MATERIALS PROVIDED:

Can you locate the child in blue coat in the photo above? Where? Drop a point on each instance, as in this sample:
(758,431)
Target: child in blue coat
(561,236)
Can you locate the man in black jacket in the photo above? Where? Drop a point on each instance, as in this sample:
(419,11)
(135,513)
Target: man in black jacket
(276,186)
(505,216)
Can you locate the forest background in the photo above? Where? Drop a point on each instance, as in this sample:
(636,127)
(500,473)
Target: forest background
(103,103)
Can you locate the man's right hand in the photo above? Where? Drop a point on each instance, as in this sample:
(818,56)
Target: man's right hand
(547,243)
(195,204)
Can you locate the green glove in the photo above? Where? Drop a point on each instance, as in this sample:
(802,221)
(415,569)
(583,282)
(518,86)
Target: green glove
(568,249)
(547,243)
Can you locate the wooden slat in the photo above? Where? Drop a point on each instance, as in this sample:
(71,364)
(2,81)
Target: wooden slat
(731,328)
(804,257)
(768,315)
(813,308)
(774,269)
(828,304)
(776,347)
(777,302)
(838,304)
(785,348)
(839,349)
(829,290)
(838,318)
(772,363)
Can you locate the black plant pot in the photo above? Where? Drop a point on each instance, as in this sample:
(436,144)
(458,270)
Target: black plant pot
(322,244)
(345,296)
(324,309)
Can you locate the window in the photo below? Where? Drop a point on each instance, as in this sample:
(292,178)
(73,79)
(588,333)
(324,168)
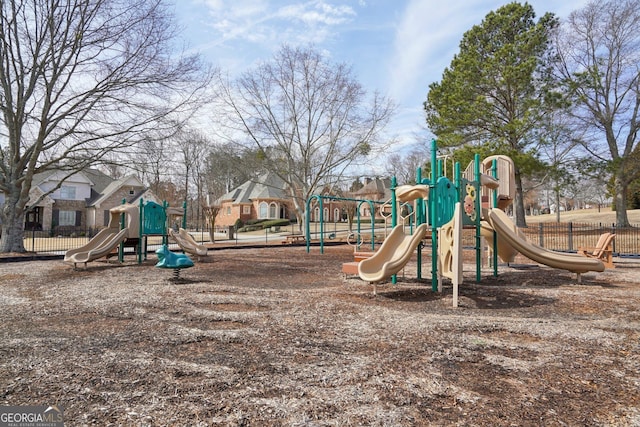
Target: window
(263,210)
(67,218)
(67,192)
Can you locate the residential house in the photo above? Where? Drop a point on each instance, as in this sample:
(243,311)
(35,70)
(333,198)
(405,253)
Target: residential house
(375,189)
(266,198)
(262,198)
(82,201)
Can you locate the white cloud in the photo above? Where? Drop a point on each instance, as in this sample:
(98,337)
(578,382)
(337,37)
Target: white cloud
(262,21)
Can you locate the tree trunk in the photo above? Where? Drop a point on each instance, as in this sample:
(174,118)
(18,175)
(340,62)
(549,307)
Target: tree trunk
(518,206)
(12,231)
(620,201)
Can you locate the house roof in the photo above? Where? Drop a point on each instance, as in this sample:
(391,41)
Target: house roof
(376,186)
(267,186)
(114,186)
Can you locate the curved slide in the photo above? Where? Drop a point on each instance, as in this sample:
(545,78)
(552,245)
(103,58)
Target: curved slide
(393,255)
(101,245)
(187,242)
(575,263)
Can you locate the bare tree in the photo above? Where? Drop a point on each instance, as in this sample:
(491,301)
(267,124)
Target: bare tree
(80,80)
(308,117)
(599,51)
(403,166)
(192,147)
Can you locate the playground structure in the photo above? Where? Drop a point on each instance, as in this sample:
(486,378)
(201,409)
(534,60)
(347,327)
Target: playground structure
(475,200)
(176,262)
(187,243)
(123,224)
(129,225)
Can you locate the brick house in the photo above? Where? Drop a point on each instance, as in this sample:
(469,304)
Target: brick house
(374,189)
(262,198)
(266,198)
(82,201)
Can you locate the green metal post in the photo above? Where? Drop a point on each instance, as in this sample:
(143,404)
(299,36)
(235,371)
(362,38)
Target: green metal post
(494,169)
(140,227)
(419,215)
(184,214)
(476,165)
(432,208)
(394,216)
(121,246)
(165,208)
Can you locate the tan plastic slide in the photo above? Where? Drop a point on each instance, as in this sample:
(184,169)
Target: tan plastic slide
(100,246)
(187,243)
(506,252)
(393,255)
(575,263)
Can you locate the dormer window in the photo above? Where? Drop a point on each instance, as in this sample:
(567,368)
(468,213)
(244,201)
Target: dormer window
(67,192)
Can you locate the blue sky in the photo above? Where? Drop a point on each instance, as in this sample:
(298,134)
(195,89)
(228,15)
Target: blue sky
(397,47)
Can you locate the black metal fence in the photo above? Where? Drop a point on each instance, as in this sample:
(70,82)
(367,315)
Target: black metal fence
(571,236)
(563,237)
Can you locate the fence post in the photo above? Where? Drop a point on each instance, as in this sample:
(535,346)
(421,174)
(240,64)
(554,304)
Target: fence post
(570,242)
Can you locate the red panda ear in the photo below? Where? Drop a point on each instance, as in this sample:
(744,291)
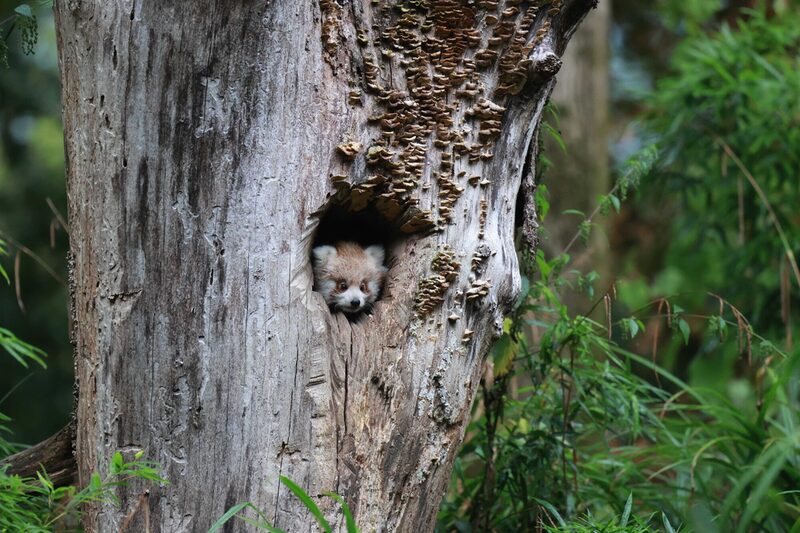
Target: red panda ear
(377,253)
(323,254)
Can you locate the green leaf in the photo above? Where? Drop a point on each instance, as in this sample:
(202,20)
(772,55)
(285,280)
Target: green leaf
(233,511)
(308,502)
(117,463)
(24,10)
(348,516)
(684,329)
(626,513)
(667,525)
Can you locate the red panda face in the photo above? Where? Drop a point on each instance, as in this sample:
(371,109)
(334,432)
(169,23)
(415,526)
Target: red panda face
(348,276)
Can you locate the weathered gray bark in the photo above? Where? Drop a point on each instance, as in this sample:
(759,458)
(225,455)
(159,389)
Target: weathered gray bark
(202,142)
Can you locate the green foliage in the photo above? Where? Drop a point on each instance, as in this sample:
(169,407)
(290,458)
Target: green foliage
(307,501)
(36,505)
(726,120)
(24,21)
(581,427)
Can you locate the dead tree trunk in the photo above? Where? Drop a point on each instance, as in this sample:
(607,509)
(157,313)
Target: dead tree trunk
(206,143)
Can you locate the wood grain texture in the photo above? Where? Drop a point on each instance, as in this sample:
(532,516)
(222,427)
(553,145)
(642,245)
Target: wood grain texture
(201,143)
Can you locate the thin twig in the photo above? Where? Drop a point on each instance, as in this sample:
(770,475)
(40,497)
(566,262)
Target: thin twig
(30,253)
(765,201)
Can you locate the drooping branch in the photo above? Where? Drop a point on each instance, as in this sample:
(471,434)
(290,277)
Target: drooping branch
(53,455)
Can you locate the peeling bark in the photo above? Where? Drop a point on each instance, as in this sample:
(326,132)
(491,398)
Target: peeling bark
(204,141)
(53,455)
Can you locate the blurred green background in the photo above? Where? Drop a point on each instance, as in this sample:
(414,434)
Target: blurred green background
(31,172)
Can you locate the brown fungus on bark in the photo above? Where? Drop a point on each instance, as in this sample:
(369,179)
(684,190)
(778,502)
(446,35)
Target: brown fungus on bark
(432,289)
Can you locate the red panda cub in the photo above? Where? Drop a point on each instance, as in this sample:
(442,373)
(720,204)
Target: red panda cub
(348,276)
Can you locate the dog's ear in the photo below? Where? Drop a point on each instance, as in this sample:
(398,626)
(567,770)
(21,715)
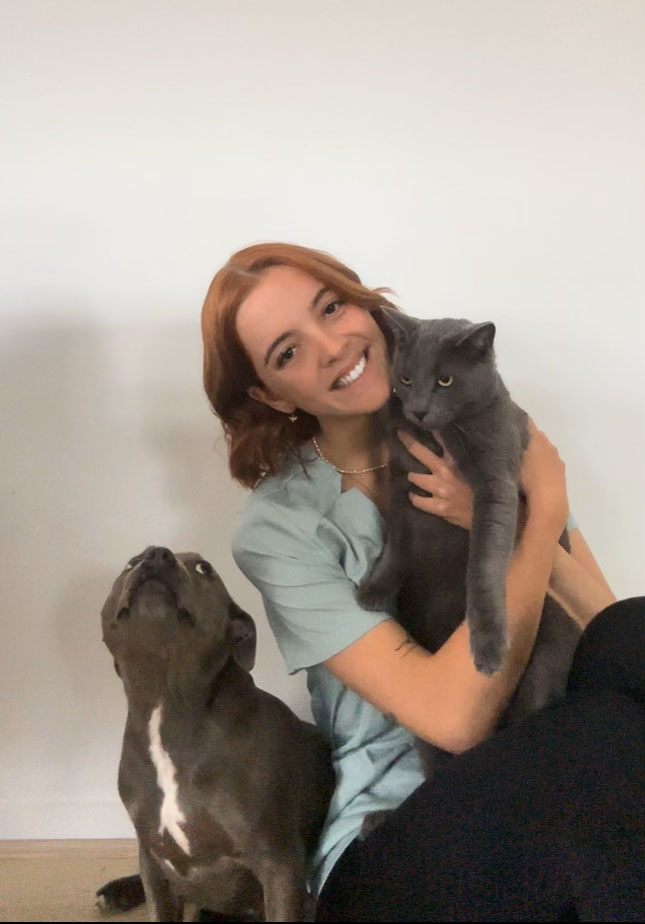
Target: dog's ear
(243,636)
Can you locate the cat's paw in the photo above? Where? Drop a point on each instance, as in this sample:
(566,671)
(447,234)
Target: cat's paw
(488,647)
(372,597)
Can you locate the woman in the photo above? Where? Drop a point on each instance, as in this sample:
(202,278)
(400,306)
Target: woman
(520,824)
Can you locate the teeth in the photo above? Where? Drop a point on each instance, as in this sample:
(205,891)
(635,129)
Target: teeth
(353,374)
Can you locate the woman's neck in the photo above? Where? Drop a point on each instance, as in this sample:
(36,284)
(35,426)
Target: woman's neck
(352,442)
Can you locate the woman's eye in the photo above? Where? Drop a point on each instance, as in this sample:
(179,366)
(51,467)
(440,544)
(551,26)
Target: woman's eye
(285,357)
(334,306)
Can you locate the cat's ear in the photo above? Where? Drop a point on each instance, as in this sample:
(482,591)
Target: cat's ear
(396,323)
(477,341)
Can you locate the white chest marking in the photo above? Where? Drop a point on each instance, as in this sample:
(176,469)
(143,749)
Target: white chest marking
(171,815)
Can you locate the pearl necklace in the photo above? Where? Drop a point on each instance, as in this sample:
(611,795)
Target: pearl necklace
(347,471)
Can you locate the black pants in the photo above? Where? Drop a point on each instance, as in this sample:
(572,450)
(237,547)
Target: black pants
(544,816)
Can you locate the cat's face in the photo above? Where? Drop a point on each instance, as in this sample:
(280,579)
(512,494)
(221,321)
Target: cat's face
(442,369)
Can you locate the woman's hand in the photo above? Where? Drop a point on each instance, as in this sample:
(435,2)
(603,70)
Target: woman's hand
(452,497)
(543,480)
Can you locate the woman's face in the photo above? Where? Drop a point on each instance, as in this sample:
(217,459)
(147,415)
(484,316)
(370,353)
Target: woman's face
(310,350)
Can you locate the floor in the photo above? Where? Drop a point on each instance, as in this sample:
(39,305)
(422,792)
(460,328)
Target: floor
(57,880)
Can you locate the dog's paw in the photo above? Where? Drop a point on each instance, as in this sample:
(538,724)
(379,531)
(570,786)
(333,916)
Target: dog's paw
(120,894)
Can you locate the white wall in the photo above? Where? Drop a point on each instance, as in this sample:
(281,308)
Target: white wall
(484,159)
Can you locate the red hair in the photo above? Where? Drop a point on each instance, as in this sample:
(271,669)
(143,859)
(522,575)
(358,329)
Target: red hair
(257,435)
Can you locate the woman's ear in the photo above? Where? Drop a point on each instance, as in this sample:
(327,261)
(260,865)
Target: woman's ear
(265,397)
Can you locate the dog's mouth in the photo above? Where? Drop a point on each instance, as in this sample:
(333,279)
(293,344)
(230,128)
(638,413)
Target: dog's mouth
(160,588)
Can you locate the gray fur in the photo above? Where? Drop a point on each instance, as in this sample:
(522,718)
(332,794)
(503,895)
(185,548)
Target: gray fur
(430,572)
(254,781)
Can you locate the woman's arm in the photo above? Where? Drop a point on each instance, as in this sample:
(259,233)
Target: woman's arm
(577,582)
(441,697)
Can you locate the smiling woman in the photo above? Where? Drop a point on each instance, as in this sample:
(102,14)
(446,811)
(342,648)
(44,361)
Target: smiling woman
(296,365)
(307,326)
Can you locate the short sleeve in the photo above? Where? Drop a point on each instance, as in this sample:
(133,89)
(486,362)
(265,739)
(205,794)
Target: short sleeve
(309,599)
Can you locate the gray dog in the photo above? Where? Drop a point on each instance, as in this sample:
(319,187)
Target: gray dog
(227,789)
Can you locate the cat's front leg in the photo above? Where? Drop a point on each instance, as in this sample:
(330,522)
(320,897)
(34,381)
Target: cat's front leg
(491,546)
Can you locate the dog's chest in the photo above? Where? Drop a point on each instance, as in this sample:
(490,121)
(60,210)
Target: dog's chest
(169,821)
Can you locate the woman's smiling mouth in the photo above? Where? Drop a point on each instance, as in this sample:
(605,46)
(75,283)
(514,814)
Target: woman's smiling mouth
(353,374)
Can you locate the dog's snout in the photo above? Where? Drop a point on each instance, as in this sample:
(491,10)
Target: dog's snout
(158,555)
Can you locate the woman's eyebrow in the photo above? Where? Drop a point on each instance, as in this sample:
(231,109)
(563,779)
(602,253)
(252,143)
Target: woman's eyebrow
(278,340)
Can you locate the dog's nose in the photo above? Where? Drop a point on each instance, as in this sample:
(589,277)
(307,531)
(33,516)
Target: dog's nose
(159,556)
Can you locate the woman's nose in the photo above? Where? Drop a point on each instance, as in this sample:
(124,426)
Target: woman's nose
(330,346)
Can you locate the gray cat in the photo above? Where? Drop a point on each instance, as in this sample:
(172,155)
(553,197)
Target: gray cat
(431,572)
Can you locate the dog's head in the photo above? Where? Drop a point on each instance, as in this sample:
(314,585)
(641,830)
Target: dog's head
(167,606)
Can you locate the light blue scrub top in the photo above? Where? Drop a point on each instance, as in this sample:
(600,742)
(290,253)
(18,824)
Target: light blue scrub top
(306,546)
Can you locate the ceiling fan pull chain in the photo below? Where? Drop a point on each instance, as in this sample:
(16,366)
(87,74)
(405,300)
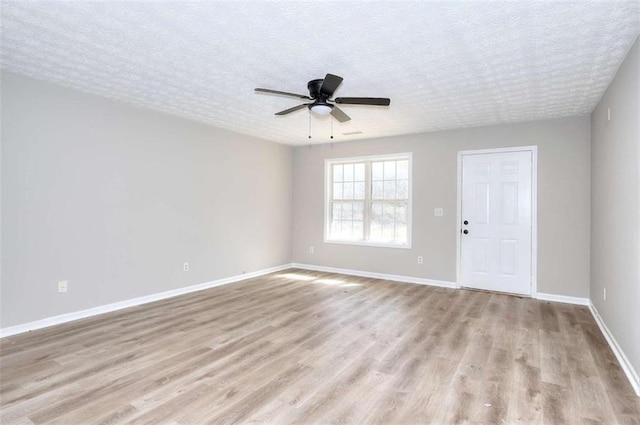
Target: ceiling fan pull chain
(331,127)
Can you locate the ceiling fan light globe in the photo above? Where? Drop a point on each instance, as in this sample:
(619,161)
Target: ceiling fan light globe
(321,109)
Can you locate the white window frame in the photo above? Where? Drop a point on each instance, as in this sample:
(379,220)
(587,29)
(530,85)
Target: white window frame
(328,187)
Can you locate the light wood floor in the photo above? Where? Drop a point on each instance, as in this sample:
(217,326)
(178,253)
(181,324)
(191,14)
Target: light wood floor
(306,347)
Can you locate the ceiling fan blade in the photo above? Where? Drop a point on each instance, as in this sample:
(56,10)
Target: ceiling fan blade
(377,101)
(283,93)
(339,115)
(295,108)
(330,84)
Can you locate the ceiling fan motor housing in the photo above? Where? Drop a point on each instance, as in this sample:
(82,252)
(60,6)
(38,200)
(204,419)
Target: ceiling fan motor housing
(314,88)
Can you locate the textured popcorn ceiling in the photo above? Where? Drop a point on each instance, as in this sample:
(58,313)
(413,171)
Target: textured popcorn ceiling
(443,64)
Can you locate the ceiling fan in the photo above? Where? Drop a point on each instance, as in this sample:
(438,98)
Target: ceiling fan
(320,93)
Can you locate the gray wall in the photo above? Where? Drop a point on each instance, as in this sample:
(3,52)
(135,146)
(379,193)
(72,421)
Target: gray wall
(114,199)
(563,202)
(615,211)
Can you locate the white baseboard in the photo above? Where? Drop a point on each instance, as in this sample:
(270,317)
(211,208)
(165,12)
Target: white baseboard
(360,273)
(628,369)
(562,299)
(64,318)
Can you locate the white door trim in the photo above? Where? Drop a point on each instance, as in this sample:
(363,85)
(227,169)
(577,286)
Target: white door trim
(534,210)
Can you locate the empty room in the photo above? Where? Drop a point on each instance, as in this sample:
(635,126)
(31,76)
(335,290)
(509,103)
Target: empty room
(318,212)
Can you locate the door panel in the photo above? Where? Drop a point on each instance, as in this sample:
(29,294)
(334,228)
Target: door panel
(496,202)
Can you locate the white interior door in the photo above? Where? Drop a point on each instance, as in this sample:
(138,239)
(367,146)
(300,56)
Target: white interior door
(496,215)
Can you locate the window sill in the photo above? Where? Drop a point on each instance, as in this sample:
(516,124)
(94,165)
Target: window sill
(368,244)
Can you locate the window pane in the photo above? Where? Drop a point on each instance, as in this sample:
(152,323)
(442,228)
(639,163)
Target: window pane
(401,214)
(376,190)
(376,211)
(359,172)
(337,173)
(389,189)
(335,229)
(347,211)
(337,191)
(358,230)
(388,213)
(389,170)
(401,234)
(358,211)
(348,172)
(375,233)
(403,170)
(358,190)
(402,189)
(376,171)
(387,232)
(347,229)
(336,211)
(347,191)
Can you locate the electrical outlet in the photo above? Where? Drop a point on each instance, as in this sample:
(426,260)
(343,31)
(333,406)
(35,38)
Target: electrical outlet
(63,286)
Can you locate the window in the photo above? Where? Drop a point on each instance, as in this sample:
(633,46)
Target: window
(368,200)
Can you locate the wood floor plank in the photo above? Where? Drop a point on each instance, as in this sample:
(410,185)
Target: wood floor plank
(301,346)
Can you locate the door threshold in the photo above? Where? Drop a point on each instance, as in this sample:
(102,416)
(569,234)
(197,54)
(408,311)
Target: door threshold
(511,294)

WORK INSTRUCTIONS: Exactly and only the lines from the line containing "Target: wood floor plank" through the last line of the entries should be copied, both ends included.

RESPONSE TO THIS EXERCISE:
Target: wood floor plank
(301,346)
Can you locate the door threshold in the photo above? Where? Drop a point on each instance, as in this sample:
(102,416)
(569,234)
(197,54)
(408,311)
Target: door threshold
(511,294)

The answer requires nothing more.